— begin Material —
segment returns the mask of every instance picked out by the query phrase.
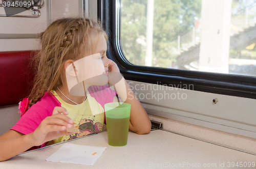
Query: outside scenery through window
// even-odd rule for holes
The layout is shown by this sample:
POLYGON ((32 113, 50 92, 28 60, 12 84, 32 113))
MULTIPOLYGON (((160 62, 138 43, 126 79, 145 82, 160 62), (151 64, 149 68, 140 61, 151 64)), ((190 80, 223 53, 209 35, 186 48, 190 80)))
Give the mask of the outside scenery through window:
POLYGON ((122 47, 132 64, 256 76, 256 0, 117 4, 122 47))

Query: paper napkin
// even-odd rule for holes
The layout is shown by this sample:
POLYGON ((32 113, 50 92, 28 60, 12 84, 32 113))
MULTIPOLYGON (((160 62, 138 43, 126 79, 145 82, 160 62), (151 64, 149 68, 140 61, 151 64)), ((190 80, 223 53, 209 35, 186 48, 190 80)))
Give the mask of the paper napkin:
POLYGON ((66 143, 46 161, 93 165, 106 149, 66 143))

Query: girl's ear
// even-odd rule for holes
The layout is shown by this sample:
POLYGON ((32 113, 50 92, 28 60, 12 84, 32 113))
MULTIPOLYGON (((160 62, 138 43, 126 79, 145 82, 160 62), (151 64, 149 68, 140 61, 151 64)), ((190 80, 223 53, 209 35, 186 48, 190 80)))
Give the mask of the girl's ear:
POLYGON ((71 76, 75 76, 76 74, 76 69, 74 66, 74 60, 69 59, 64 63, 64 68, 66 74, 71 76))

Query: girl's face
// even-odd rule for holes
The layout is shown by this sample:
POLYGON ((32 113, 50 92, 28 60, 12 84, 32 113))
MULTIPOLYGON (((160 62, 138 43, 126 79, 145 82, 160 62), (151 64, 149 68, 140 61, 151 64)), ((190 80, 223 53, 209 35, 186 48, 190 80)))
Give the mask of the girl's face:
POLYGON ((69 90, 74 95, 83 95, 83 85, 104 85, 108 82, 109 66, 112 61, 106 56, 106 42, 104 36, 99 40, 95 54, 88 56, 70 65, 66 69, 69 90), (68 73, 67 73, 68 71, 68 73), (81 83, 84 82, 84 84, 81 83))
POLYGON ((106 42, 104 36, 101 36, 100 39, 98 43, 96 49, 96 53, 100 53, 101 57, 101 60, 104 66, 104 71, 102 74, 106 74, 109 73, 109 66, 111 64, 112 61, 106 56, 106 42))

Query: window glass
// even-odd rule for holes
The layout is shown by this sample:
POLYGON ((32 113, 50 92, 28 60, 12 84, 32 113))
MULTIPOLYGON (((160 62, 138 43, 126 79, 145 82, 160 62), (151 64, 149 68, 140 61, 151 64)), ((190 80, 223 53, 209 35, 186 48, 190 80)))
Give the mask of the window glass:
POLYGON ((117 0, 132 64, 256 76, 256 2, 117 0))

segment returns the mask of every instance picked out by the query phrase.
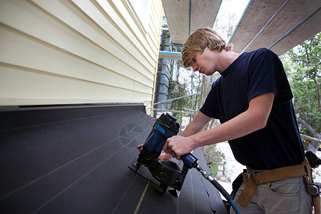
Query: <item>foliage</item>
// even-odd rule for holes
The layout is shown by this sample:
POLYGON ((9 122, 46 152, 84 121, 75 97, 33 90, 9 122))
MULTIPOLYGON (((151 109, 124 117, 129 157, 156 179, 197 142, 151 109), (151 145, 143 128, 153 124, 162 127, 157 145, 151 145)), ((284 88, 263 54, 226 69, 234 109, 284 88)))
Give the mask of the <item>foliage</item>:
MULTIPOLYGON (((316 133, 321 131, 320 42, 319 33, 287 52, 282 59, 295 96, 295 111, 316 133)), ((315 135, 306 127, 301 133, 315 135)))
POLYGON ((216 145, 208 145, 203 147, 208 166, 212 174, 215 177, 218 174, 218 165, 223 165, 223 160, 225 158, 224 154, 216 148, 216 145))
— end Material —
— begin Material —
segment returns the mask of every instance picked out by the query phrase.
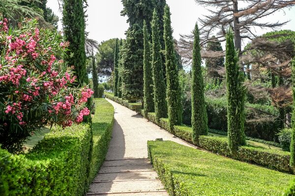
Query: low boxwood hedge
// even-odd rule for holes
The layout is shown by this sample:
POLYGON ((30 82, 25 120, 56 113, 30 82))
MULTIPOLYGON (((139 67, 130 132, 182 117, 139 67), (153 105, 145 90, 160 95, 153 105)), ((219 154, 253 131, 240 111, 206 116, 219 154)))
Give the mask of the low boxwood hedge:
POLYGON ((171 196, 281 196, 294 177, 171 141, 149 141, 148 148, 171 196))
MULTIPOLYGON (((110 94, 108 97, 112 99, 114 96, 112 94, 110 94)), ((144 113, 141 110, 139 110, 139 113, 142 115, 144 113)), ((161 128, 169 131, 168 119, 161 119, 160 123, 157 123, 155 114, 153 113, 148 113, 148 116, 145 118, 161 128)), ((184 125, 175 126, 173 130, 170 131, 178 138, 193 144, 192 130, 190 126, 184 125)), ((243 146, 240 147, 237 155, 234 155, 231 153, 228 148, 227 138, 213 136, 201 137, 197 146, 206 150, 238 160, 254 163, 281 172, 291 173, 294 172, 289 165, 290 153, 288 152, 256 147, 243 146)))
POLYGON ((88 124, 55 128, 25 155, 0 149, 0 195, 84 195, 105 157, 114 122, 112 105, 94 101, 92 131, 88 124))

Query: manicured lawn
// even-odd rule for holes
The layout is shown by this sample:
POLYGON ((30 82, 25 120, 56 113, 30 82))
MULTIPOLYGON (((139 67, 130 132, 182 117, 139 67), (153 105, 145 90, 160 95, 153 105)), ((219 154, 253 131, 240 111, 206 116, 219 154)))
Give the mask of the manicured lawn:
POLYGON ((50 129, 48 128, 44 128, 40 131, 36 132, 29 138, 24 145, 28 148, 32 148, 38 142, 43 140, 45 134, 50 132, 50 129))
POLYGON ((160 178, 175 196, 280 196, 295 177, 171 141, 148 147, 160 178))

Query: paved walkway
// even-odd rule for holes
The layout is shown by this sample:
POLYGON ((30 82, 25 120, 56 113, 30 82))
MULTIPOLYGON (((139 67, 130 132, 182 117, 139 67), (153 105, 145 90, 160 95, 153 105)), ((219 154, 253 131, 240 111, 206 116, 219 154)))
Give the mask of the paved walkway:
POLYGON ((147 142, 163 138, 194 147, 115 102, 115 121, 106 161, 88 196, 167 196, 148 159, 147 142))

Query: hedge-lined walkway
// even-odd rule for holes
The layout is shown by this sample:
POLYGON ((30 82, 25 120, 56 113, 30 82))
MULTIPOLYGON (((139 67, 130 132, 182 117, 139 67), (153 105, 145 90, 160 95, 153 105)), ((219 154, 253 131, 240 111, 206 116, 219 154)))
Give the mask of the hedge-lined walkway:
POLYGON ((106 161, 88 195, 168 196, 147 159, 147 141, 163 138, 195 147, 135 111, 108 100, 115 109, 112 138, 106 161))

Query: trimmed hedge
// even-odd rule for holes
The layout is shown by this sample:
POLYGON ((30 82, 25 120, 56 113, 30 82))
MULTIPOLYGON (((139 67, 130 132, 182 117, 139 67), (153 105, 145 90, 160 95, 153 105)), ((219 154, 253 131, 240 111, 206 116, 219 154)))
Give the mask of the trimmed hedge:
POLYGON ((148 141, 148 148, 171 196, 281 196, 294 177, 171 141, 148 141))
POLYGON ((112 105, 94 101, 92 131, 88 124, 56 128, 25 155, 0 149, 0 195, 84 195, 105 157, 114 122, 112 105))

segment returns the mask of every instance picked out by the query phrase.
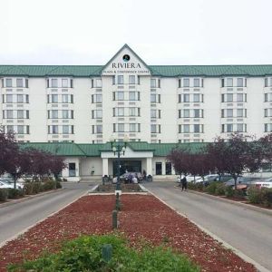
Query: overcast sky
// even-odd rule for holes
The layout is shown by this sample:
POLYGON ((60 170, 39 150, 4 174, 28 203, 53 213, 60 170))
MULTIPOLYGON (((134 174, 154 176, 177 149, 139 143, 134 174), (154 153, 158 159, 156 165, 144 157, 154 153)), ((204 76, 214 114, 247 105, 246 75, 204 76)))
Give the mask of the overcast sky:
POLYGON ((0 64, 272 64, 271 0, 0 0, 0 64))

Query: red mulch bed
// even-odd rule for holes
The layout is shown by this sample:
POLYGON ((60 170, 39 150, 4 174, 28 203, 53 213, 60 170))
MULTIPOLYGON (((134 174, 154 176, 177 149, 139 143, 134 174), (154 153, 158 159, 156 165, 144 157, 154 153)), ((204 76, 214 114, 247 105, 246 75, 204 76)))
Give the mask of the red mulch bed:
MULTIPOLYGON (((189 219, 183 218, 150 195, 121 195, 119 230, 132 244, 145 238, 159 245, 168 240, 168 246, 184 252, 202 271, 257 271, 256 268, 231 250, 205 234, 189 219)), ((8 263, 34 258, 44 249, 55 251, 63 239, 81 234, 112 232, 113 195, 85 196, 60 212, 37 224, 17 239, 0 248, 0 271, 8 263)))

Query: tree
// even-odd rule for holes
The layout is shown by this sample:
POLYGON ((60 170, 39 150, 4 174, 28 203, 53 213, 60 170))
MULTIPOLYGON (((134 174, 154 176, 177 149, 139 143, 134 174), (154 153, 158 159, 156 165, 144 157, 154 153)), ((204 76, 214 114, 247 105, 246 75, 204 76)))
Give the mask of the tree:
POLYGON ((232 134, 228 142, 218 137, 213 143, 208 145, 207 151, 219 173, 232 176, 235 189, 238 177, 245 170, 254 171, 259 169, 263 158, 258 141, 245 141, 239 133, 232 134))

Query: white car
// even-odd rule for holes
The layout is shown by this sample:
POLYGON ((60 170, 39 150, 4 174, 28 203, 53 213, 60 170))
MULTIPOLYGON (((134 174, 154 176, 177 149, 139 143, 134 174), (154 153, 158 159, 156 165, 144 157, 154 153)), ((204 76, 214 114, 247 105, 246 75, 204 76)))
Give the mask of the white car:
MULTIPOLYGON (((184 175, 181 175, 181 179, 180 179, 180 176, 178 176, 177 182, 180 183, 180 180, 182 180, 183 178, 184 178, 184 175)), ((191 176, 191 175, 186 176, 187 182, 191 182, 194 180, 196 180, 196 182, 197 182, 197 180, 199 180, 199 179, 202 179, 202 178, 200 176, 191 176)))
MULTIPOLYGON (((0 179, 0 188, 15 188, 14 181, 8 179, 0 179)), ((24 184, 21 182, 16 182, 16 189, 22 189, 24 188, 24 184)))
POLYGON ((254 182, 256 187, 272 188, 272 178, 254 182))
— end Material —
Given instruction
Starting with the line that contains "Query: white car" and going on through the line that contains "POLYGON ((254 182, 256", reproduce those lines with "white car" changed to "silver sedan" and everything else left as it is.

Result of the task
Query: silver sedan
// even-odd rule for holes
The layout is shown by this sample:
POLYGON ((60 170, 39 150, 4 174, 28 203, 53 213, 60 170))
MULTIPOLYGON (((134 174, 154 176, 177 149, 139 143, 134 174), (154 153, 158 159, 156 165, 144 157, 154 153)), ((204 76, 214 114, 247 105, 246 75, 204 76)))
Give the mask of the silver sedan:
MULTIPOLYGON (((184 175, 181 175, 181 179, 180 179, 180 176, 178 176, 177 182, 180 183, 180 180, 182 180, 183 178, 184 178, 184 175)), ((191 176, 191 175, 186 176, 187 182, 191 182, 194 180, 196 180, 196 182, 197 182, 197 180, 199 180, 199 179, 202 179, 202 178, 200 176, 191 176)))
MULTIPOLYGON (((0 179, 0 188, 15 188, 14 181, 8 179, 0 179)), ((24 184, 21 182, 16 182, 16 189, 22 189, 24 188, 24 184)))
POLYGON ((254 182, 256 187, 272 188, 272 178, 254 182))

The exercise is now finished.